Dünyanın en büyük kanser araştırması kurumlarından Cancer Research UK tarafından yapılan açıklamada, yeni tarama tekniğinin çok zengin potansiyel taşıdığı ve mevcut teknolojilerle kıyaslandığında kanser teşhis ve tedavisinde yeni bir dönemin başlattığı ifade edildi.
Açıklamada, kanser hücrelerinin daha oluşmaya başlarken görüntülendiği yeni teknolojinin, bu aşamadaki kanserlerin tedavisinde de büyük başarı getireceği, daha az hayvan deneyi yapılarak yapay zekayla hastalık teşhis ve tedavisinde önemli bir aşamaya geçildiği belirtildi.
Son araştırmalarında ise bu farelerin içinin iyi şekilde görüntülenmesini sağladıklarını ifade eden Ertürk, DISCO şeffaflığı adını verdikleri yöntemin “sütü suya çevirmeye benzediğini” kaydetti.
Ertürk, “Sütün içine bakıldığında bir şey göremezsiniz. Süt birdenbire su olsa, bu sefer lazerli mikroskoplarla içini tarayabilirsin. Tek bir kanser hücresini düşünün. Bu yöntemle artık kanser daha oluşmadan tümör oluşmaya başlayan hücreyi görüntüleyebiliyoruz.” dedi.
Şeffaflaştırdıkları dokuları, geliştirdikleri lazer sayesinde tüm detaylarıyla görüntüleyebildiklerini bildiren Ertürk, şu bilgileri verdi:
“Bütün fareyi şeffaf hale dönüştürdükten sonra içindeki biyolojik sistemleri hücre seviyesinde tarayabiliyoruz. Bu şekilde kanser gibi hastalıkları hücre seviyesinde görüntüleyip hücre seviyesinde çözümler bulabiliyoruz. Büyük kanserleri görmek, bulmak çok sorun değil. Ama insanlar genelde büyük kanserlerden değil hücre seviyesindeki küçük kanserlerden ölüyor. Bu küçük kanserler vücuda yayıldıktan sonra değişik bölgelerde büyüyüp insanı öldürebiliyor. Bu mekanizmaları iyi anlayabilmemiz için kanser araştırmalarını fareler üzerinde hücre seviyesinde yapıyoruz. Geliştirdiğimiz yeni teknoloji hücre seviyesindeki detayları görmemizi sağlıyor. Geliştirdiğimiz bu görüntüleme teknolojileri yapay zekayla detaylı ve hızlı şekilde analiz ediliyor. Bu şekilde artık hücre hücre vücutta oluşan hastalıkları anlayıp onlara karşı yeni tedaviler geliştirebiliyoruz. Küçük küçük kanser hücrelerini görüp, böylece onları daha yayılmadan yok edebilecek yeni çözümler araştırabiliyoruz.” dedi.

• _Veri Kesitleri_:
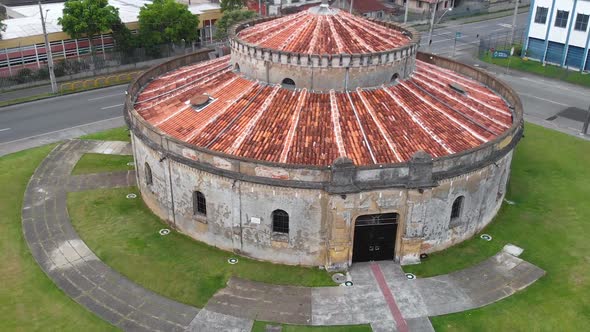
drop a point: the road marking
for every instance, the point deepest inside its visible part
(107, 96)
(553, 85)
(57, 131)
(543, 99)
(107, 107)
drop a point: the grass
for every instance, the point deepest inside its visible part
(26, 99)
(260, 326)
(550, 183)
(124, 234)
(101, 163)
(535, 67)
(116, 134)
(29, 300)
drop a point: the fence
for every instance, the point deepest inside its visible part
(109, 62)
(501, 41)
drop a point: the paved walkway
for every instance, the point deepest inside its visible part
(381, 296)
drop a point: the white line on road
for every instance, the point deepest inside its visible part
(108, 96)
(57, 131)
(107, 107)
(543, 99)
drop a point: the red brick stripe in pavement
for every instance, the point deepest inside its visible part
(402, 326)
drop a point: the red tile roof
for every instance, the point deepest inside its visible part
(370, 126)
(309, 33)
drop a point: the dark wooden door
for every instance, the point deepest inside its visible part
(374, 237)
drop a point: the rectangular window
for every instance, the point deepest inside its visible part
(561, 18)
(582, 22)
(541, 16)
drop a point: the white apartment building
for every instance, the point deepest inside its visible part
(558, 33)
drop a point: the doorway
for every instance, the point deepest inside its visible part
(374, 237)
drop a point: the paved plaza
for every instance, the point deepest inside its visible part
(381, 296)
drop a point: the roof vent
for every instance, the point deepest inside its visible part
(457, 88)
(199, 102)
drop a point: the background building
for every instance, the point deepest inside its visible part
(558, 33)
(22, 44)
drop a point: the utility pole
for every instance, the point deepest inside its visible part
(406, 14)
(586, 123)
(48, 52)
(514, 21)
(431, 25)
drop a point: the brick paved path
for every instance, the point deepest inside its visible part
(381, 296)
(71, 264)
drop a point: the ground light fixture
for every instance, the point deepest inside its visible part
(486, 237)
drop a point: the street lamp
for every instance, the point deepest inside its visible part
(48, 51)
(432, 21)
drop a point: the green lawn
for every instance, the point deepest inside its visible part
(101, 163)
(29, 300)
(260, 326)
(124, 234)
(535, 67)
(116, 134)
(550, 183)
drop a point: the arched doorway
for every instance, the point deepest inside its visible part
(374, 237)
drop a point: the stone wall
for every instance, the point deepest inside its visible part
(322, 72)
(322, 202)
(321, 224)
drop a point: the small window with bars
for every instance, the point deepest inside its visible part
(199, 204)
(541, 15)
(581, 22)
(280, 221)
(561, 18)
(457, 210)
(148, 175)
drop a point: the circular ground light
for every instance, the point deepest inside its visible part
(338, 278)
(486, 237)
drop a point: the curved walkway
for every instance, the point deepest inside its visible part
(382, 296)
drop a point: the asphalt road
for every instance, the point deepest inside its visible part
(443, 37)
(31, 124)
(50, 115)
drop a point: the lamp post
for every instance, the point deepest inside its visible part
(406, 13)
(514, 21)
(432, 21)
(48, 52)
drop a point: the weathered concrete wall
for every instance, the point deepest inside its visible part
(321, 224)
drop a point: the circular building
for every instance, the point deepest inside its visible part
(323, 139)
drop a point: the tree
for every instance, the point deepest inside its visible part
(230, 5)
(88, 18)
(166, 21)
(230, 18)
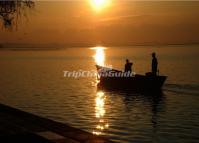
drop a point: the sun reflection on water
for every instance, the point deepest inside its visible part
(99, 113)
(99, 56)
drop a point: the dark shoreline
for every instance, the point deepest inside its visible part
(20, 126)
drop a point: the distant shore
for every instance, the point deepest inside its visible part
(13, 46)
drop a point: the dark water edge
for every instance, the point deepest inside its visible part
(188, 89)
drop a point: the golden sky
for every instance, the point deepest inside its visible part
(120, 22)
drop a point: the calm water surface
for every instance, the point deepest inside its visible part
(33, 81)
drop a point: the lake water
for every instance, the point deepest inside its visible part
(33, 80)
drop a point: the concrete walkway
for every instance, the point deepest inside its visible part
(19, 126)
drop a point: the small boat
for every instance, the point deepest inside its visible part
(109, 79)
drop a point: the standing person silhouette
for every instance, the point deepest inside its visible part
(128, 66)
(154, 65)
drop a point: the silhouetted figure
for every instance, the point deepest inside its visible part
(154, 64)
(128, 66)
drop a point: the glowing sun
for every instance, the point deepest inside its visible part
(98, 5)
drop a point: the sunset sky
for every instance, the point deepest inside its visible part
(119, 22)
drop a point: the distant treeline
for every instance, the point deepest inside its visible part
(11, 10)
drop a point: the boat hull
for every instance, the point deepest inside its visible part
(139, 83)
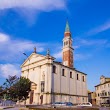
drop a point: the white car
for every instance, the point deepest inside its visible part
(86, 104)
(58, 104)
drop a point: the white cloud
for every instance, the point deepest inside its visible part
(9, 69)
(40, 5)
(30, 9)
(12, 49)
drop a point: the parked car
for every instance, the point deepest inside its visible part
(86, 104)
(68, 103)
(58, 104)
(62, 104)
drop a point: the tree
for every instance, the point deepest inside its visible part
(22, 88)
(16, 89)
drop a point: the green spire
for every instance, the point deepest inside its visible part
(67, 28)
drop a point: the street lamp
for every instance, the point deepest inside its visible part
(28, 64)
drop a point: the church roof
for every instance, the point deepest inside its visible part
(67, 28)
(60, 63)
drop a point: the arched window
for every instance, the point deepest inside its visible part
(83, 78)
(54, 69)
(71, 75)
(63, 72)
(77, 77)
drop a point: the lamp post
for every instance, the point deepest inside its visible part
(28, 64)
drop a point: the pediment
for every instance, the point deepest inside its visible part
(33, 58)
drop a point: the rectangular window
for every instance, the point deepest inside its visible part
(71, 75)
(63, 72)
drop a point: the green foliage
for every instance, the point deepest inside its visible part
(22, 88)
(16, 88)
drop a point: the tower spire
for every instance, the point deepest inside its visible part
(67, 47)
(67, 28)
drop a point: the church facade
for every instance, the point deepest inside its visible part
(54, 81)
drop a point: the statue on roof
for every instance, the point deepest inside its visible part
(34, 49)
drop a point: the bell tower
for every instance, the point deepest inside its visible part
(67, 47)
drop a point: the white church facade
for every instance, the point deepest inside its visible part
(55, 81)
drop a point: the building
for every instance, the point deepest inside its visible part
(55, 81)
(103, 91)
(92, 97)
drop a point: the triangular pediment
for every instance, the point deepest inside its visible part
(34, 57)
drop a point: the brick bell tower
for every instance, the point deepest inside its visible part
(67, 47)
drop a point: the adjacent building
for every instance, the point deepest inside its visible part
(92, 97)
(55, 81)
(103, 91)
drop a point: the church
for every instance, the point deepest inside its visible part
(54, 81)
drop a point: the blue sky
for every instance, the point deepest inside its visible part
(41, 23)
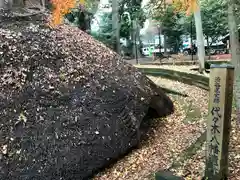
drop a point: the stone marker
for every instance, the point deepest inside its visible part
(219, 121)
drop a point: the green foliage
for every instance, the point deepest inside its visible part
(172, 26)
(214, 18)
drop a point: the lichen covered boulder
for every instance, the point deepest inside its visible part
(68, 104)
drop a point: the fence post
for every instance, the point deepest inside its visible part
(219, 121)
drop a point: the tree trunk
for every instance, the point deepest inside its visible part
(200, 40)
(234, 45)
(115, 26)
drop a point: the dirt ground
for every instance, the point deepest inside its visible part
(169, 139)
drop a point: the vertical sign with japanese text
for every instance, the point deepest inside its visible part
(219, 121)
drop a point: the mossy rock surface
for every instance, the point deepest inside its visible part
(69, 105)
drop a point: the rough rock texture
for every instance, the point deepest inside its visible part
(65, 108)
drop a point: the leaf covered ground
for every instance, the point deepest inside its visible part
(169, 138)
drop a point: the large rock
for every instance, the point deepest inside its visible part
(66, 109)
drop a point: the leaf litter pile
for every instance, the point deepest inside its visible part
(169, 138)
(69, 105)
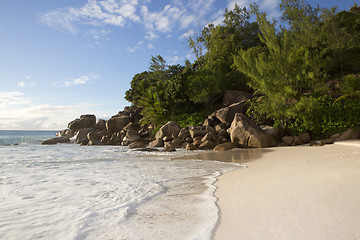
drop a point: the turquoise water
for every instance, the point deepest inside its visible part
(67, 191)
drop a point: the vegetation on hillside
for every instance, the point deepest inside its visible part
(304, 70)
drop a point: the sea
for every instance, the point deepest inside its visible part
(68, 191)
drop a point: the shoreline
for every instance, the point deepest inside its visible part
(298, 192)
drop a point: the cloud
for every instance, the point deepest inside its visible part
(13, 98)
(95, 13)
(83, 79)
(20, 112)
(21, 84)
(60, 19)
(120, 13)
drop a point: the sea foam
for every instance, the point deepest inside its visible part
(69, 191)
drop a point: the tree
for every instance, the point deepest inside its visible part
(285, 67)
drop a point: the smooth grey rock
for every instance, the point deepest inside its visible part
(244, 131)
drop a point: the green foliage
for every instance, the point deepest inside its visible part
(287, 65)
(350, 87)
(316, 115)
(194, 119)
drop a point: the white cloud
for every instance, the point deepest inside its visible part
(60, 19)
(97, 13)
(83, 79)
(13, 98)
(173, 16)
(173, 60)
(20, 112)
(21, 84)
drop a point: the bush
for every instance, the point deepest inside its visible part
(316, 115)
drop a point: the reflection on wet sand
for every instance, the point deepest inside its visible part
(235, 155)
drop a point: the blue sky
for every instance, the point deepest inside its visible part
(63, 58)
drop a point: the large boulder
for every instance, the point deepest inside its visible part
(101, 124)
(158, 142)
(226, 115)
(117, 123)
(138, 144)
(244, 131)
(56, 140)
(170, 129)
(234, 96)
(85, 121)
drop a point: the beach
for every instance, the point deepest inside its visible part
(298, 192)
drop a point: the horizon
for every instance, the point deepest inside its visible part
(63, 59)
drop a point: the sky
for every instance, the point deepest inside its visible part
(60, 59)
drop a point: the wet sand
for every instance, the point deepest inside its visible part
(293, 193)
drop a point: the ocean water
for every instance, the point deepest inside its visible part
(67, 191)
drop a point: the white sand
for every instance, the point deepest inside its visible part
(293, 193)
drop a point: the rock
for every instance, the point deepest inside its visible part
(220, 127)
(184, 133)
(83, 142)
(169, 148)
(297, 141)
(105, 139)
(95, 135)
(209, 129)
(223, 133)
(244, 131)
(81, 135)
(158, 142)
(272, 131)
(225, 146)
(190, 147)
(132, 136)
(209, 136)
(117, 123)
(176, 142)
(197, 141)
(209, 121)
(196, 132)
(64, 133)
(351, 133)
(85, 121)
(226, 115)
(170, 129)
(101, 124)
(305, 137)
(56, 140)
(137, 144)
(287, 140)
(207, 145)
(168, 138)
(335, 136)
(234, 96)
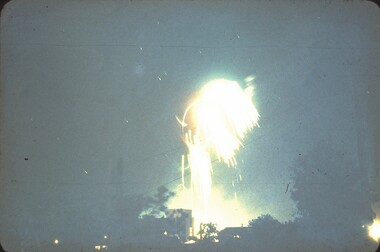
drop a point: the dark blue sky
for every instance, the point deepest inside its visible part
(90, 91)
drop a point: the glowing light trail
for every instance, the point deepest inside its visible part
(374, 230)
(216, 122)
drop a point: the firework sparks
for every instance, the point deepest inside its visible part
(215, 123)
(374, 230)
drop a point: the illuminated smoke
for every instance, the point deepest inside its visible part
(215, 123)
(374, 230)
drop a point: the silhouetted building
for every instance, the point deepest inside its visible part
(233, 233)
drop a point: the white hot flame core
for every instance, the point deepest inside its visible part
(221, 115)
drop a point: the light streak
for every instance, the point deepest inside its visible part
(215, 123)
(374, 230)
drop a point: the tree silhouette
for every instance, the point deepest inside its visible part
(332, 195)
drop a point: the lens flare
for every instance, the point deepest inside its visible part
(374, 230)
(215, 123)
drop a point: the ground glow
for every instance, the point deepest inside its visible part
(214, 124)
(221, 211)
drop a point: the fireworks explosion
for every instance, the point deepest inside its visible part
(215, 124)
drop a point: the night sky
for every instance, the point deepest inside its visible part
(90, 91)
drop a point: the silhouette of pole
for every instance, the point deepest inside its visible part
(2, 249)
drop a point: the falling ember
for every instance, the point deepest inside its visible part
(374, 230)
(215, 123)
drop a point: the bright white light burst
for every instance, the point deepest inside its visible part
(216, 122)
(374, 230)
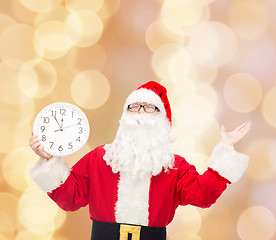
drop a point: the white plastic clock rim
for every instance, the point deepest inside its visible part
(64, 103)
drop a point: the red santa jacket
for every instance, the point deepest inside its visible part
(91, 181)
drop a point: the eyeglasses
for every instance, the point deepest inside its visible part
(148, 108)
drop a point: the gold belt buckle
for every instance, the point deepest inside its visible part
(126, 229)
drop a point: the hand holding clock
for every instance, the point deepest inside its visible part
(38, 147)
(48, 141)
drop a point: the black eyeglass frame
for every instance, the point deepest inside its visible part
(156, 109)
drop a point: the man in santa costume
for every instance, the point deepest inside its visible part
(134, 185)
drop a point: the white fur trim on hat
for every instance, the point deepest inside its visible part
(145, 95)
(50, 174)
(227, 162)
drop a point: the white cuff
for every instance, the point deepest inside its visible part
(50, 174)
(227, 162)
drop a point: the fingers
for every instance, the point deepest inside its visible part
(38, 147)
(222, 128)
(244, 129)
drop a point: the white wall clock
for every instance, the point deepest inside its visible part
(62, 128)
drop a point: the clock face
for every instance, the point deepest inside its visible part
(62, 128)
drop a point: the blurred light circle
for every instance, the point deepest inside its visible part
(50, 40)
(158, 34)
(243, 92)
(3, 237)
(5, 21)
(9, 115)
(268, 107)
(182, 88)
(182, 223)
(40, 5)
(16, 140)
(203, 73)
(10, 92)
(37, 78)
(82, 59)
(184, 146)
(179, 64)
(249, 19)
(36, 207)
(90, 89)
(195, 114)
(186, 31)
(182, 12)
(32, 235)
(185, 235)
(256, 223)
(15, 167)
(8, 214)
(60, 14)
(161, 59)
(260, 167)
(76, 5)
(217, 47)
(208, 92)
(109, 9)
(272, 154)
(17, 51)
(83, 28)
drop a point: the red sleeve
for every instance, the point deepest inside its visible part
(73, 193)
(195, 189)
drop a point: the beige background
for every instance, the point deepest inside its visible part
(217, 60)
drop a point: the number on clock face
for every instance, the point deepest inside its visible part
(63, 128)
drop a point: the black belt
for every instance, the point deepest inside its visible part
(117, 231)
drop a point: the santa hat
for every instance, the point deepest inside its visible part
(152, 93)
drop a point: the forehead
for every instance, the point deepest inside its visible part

• _Görev 1_:
Kanser görüntüleme metnine göre aşağıdaki soruları yanıtlayın.
(a) Yeni tarama tekniğine ilişkin açıklamayı hangi kurum yaptı?
(b) Ertürk, DISCO şeffaflığı yöntemini neye benzetiyor?
(c) Geliştirilen görüntüleme teknolojileri neyle analiz ediliyor?
• _Görev 2_: Kanser görüntüleme metninde Ertürk, kanser araştırmalarını fareler üzerinde neden hücre seviyesinde yaptıklarını nasıl açıklıyor? Bir ile üç cümle arasında yazın.
• _Görev 3_: Kanser görüntüleme metnini kaldığı yerden sürdürün.

• _Yazılı Yanıt 1_:
(a) Cancer Research UK
(b) Sütü suya çevirmeye
(c) Yapay zekayla

• _Yazılı Yanıt 2_: Ertürk'e göre insanlar genelde büyük kanserlerden değil, hücre seviyesindeki küçük kanserlerden ölüyor. Bu küçük kanserler vücuda yayıldıktan sonra değişik bölgelerde büyüyüp insanı öldürebiliyor. Araştırmayı hücre seviyesinde yapmalarının amacı bu mekanizmaları iyi anlayabilmek.

• _Yazılı Yanıt 3_:
Bu çalışmada yapay zekanın önemine işaret eden Ertürk, şöyle devam etti:
“Şu an beyinle ilgili hastalıkları çözmemiz çok kolay değil. Halen daha çok kompleks olan insan beynini anlamış değiliz. Bunu başarabilmek için çok hızlı ilerleyen, çok hızlı araştırma yapabilen tekniklere ihtiyacımız var. Bizim geliştirdiğimiz şeffaflık metodunu yapay zeka ile birleştirerek yıllarca sürebilecek çalışmaları artık belki saatler içinde tamamlayabiliyoruz. Böylece kompleks olan belki milyonlarca sebebi olan Alzheimer gibi hastalıkların çok hızlı şekilde sebeplerine tek tek bakıp onlara karşı yeni ve güçlü çözümler bulabilecek bir konuma ulaştık. Bu yüzden çok heyecanlıyız. Bizim bu araştırmamız bize daha önce yapamadığımız, yavaş yavaş ilerleyen bilimi çok hızlı yapmamızı sağlıyor. Yapay zekayı kullanarak yakın zamanda kompleks olan hastalıkları kanser, Alzheimer gibi hastalıklara daha etkili çözümler bulabileceğimizi düşünüyorum.”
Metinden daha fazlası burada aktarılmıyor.